■ What is asked
Recast the material below as a numbered list with one item per line, and omit any blank lines.

■ Listing
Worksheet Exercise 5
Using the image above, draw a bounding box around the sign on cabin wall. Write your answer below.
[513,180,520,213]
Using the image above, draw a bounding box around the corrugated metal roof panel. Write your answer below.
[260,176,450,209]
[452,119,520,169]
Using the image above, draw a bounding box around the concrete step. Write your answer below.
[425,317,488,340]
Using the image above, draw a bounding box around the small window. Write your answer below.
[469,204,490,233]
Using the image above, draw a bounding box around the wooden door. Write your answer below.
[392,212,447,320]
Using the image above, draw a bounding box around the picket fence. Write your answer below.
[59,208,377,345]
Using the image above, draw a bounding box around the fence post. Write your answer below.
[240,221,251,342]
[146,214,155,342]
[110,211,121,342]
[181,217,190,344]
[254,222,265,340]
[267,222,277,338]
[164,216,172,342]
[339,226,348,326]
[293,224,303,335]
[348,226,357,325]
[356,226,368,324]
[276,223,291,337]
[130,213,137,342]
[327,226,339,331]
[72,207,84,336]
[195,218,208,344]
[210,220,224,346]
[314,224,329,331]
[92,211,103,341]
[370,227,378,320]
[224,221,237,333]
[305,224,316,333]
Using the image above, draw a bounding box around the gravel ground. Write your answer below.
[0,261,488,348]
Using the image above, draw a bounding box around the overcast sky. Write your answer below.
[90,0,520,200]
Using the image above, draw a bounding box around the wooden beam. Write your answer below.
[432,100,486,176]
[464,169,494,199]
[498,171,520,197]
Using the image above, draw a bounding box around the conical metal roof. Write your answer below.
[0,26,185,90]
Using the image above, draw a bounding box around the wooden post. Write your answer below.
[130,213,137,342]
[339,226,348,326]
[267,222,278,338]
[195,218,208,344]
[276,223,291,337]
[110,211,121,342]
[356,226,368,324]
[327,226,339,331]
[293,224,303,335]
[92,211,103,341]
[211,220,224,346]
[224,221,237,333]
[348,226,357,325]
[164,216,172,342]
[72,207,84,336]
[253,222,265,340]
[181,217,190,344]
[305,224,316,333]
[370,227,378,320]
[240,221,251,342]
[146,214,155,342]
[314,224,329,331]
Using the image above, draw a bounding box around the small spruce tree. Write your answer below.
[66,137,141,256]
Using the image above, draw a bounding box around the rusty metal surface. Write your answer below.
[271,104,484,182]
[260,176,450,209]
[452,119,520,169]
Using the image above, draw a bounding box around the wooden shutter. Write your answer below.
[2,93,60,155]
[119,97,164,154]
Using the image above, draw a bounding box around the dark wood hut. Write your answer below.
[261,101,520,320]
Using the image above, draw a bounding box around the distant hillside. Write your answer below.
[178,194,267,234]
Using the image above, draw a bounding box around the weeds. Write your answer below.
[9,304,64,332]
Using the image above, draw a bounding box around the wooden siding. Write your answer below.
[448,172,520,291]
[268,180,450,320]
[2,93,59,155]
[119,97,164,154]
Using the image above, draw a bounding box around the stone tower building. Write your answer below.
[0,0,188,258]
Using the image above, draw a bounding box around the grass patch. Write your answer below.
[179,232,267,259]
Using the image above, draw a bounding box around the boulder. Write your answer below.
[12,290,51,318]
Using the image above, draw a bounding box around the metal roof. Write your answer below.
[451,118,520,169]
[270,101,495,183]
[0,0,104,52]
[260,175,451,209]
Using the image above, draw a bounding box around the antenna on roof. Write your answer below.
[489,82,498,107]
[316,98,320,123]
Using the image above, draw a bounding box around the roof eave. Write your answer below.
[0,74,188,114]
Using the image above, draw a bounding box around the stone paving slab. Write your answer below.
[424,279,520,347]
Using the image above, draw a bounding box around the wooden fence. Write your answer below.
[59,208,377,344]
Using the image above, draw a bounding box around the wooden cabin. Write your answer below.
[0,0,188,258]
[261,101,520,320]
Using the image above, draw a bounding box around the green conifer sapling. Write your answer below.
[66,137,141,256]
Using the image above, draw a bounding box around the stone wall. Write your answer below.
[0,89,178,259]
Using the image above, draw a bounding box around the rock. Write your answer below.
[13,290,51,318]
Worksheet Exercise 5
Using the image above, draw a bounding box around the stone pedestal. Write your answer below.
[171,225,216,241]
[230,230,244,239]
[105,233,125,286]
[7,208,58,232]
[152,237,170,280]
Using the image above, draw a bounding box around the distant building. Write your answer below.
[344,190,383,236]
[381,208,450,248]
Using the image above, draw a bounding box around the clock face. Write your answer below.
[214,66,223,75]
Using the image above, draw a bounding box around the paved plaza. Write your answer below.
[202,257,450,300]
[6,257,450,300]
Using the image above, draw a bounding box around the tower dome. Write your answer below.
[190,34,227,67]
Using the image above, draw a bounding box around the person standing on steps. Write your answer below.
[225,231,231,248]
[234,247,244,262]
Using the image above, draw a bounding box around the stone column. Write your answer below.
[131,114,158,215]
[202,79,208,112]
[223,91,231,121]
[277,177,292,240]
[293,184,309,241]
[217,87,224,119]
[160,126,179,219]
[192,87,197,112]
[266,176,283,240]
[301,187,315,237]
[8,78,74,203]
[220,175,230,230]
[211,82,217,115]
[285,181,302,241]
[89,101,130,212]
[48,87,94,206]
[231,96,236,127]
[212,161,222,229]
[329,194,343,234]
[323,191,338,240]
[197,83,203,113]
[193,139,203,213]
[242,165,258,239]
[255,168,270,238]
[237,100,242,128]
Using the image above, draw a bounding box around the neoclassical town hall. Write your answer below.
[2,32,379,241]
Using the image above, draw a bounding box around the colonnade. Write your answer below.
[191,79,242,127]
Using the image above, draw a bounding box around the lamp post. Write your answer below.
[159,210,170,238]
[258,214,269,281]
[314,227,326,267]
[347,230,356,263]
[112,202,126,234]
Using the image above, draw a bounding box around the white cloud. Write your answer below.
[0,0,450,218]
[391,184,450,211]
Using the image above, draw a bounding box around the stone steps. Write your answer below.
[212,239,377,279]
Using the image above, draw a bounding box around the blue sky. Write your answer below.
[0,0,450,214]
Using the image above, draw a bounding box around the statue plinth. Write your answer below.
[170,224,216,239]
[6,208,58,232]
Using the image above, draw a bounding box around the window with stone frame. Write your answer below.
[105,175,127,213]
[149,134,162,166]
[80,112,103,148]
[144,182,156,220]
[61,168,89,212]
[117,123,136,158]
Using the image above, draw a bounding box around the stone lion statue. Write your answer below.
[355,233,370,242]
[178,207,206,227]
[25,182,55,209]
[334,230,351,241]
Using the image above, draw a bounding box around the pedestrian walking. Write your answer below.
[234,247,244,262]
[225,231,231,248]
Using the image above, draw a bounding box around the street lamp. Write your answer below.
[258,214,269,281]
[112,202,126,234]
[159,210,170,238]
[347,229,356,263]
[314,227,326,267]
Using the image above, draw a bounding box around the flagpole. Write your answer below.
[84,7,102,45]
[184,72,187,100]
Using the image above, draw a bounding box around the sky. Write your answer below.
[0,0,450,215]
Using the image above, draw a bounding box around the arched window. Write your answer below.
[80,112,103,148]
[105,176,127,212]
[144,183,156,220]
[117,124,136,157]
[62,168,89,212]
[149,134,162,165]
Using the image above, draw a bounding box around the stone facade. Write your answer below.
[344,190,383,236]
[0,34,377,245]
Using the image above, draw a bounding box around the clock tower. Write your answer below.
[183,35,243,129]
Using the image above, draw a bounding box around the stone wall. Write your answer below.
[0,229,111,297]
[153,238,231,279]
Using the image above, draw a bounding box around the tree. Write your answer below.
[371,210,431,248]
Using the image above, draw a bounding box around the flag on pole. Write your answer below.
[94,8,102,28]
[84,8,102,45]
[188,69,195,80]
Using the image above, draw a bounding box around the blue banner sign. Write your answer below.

■ Result
1. Worksheet Exercise 5
2. Using the image above, draw a bounding box around the sign on cabin wall. Write your answer below.
3. [513,180,520,213]
4. Using the image above, draw a bounding box around the corrugated metal roof panel. Write your answer below.
5. [260,176,450,209]
6. [452,119,520,169]
7. Using the image above, draw a bounding box around the concrete step. Write your answer below.
8. [425,317,488,340]
9. Using the image above, draw a bounding box around the small window. Write your answer below.
10. [469,204,490,233]
11. Using the image above, draw a bounding box around the wooden door. Write your answer below.
12. [392,212,447,320]
13. Using the image above, draw a bounding box around the picket fence. Write your answer below.
14. [59,208,377,345]
15. Using the image above, draw a bounding box around the fence post. Write your answer below.
16. [240,221,251,342]
17. [146,214,155,342]
18. [110,211,121,342]
19. [181,217,190,344]
20. [254,222,265,340]
21. [267,222,277,338]
22. [164,216,172,342]
23. [339,226,348,326]
24. [293,224,303,335]
25. [348,226,357,325]
26. [356,226,368,324]
27. [276,223,291,337]
28. [130,213,137,342]
29. [327,226,339,331]
30. [72,207,84,336]
31. [195,218,208,344]
32. [210,220,224,346]
33. [314,224,329,331]
34. [92,211,103,341]
35. [370,227,378,320]
36. [224,221,237,333]
37. [305,224,316,333]
38. Using the image above, draw a bounding box around the gravel ground. Write your answer below.
39. [0,261,488,348]
40. Using the image above, draw a bounding box around the overcast sky. Write your answer below.
41. [90,0,520,200]
42. Using the image above, draw a bounding box around the wooden beam. Write your answer below.
43. [432,100,486,176]
44. [464,169,494,199]
45. [498,171,520,197]
46. Using the image above, draw a bounding box around the conical metal roof. Write your answer below.
47. [0,26,185,90]
48. Using the image above, draw a bounding box around the wooden post. Write your answer below.
49. [130,213,137,342]
50. [339,226,348,326]
51. [267,222,278,338]
52. [195,218,208,344]
53. [276,223,291,337]
54. [110,211,121,342]
55. [356,226,368,324]
56. [327,226,339,331]
57. [293,224,303,335]
58. [92,211,103,341]
59. [211,220,224,346]
60. [224,221,237,333]
61. [348,226,357,325]
62. [164,216,172,342]
63. [72,207,84,336]
64. [253,222,265,340]
65. [181,217,190,344]
66. [305,224,316,333]
67. [370,227,378,320]
68. [240,221,251,342]
69. [146,214,155,342]
70. [314,224,329,331]
71. Using the image above, draw a bounding box around the small spruce tree. Write your answer below.
72. [66,137,141,256]
73. Using the image above, draw a bounding box around the rusty metal surface. Write your answer below.
74. [271,104,484,182]
75. [260,176,450,209]
76. [452,119,520,169]
77. Using the image above, draw a bounding box around the wooden shutter. Write your answer below.
78. [2,93,60,155]
79. [119,97,164,154]
80. Using the image above, draw a bounding box around the dark wood hut. Write your answer below.
81. [261,101,520,320]
82. Using the image above, draw a bounding box around the distant hillside. Write your answer below.
83. [178,194,267,234]
84. Using the image above, draw a bounding box around the weeds. Write your answer below.
85. [9,304,64,332]
86. Using the image above, draw a bounding box around the wooden siding. Write your answer below.
87. [448,172,520,291]
88. [268,180,450,320]
89. [2,93,59,155]
90. [119,97,164,154]
91. Using the image above, draw a bounding box around the stone tower building. Write your answer below.
92. [0,0,188,258]
93. Using the image above, draw a bounding box around the grass patch. Write your answer below.
94. [179,232,267,259]
95. Using the image above, draw a bounding box around the boulder. Write your answer below.
96. [12,290,51,318]
97. Using the image above, draw a bounding box around the metal roof. Write your answer below.
98. [451,118,520,169]
99. [270,101,495,183]
100. [0,0,104,52]
101. [260,175,451,209]
102. Using the image above, draw a bounding box around the antenna on roof. Write your answer below.
103. [489,82,498,107]
104. [316,98,320,123]
105. Using the image above, draw a bounding box around the roof eave. Write your answer below.
106. [0,74,188,114]
107. Using the image above, draw a bounding box around the stone paving slab. Write your answer below.
108. [424,279,520,347]
109. Using the image above, draw a bounding box around the wooden fence. Write your answer below.
110. [59,208,377,344]
111. Using the image above, draw a bounding box around the wooden cabin. Write your answer below.
112. [0,0,188,258]
113. [261,101,520,320]
114. Using the image above, draw a bounding box around the green conifer sapling. Write your answer below.
115. [66,137,141,256]
116. Using the image above, draw a bounding box around the stone wall. Write your answer below.
117. [0,89,178,259]
118. Using the image above, draw a bounding box around the rock. Write your answer below.
119. [13,290,51,318]
120. Worksheet Exercise 5
121. Using the image above, draw a bounding box around the stone pedestal. Write your answer below.
122. [171,225,216,241]
123. [230,230,244,239]
124. [105,233,125,286]
125. [7,208,58,232]
126. [152,237,170,280]
127. Using the image above, draw a bounding box around the distant building. Write your answer below.
128. [344,190,383,236]
129. [381,208,450,248]
130. Using the image above, draw a bounding box around the clock face. Write your answer below.
131. [214,66,223,75]
132. Using the image above, draw a bounding box around the paved plaza. Write your answer below.
133. [202,257,450,300]
134. [6,257,450,300]
135. Using the image above, draw a bounding box around the tower dome. Write your answer below.
136. [190,34,227,67]
137. Using the image above, draw a bounding box around the person standing on steps. Write your answer below.
138. [225,231,231,248]
139. [234,247,244,262]
140. Using the image above, draw a bounding box around the stone column. Write your answer below.
141. [131,114,158,215]
142. [202,79,208,112]
143. [223,91,231,121]
144. [277,177,292,240]
145. [293,184,309,241]
146. [217,87,224,119]
147. [160,126,179,219]
148. [192,87,197,112]
149. [266,176,283,240]
150. [301,187,315,237]
151. [8,78,74,203]
152. [220,175,230,230]
153. [211,82,217,115]
154. [285,181,302,241]
155. [89,101,130,212]
156. [48,87,94,206]
157. [231,96,236,127]
158. [212,161,222,229]
159. [329,194,343,234]
160. [323,191,338,240]
161. [197,83,203,113]
162. [193,139,203,213]
163. [242,165,258,239]
164. [255,168,270,238]
165. [237,100,242,128]
166. Using the image above, draw a bounding box around the neoclassical town hall. Write your answer below.
167. [2,32,379,241]
168. Using the image above, draw a bounding box around the colonnade. Write your answer below.
169. [191,79,242,127]
170. Using the image above, draw a bounding box around the lamp post. Write your answer below.
171. [159,210,170,238]
172. [258,214,269,281]
173. [314,227,326,267]
174. [347,230,356,263]
175. [112,202,126,234]
176. Using the image above, draw a bounding box around the white cloud. Write your answer below.
177. [0,0,450,218]
178. [391,184,450,211]
179. Using the image above, draw a bounding box around the stone steps. Write your answer below.
180. [212,239,377,279]
181. Using the image above, draw a bounding box around the blue sky. Write your answer below.
182. [0,0,450,214]
183. Using the image above, draw a bounding box around the statue plinth. Write your answer below.
184. [170,224,216,239]
185. [6,208,58,232]
186. Using the image above, draw a bounding box around the window with stone frame. Write your answer below.
187. [105,175,127,213]
188. [149,134,162,166]
189. [80,112,103,148]
190. [144,182,156,220]
191. [61,168,89,212]
192. [117,123,136,158]
193. Using the image above, draw a bounding box around the stone lion statue. Write your answer below.
194. [355,233,370,242]
195. [178,207,206,227]
196. [25,182,55,209]
197. [334,230,351,241]
198. Using the image above, draw a bounding box around the pedestrian walking. Write your answer below.
199. [234,247,244,262]
200. [225,231,231,248]
201. Using the image above, draw a bounding box around the street lamp. Write your answer below.
202. [258,214,269,281]
203. [112,202,126,234]
204. [159,210,170,238]
205. [347,229,356,263]
206. [314,227,326,267]
207. Using the image above, draw a bounding box around the flagpole. Write your answer below.
208. [84,7,102,45]
209. [184,72,187,100]
210. Using the image above, draw a bounding box around the sky. Write your answer below.
211. [0,0,450,215]
212. Using the image above, draw a bounding box around the arched window. Write your answer below.
213. [80,112,103,148]
214. [105,176,127,212]
215. [144,183,156,220]
216. [117,124,136,157]
217. [62,168,89,212]
218. [149,134,162,165]
219. Using the image above, draw a bounding box around the stone facade. Write your answer below.
220. [344,190,383,236]
221. [0,34,377,245]
222. Using the image above, draw a bounding box around the clock tower. Write your answer below.
223. [183,35,243,129]
224. Using the image above, draw a bounding box around the stone wall. Write your answer below.
225. [0,229,111,297]
226. [153,238,231,279]
227. Using the image above, draw a bounding box around the tree. Write your answer below.
228. [371,210,431,248]
229. Using the image above, draw a bounding box around the flag on pole. Write your answer below.
230. [94,8,102,28]
231. [84,8,102,45]
232. [188,69,195,80]
233. Using the image above, draw a bounding box around the blue banner sign. Write your answer below.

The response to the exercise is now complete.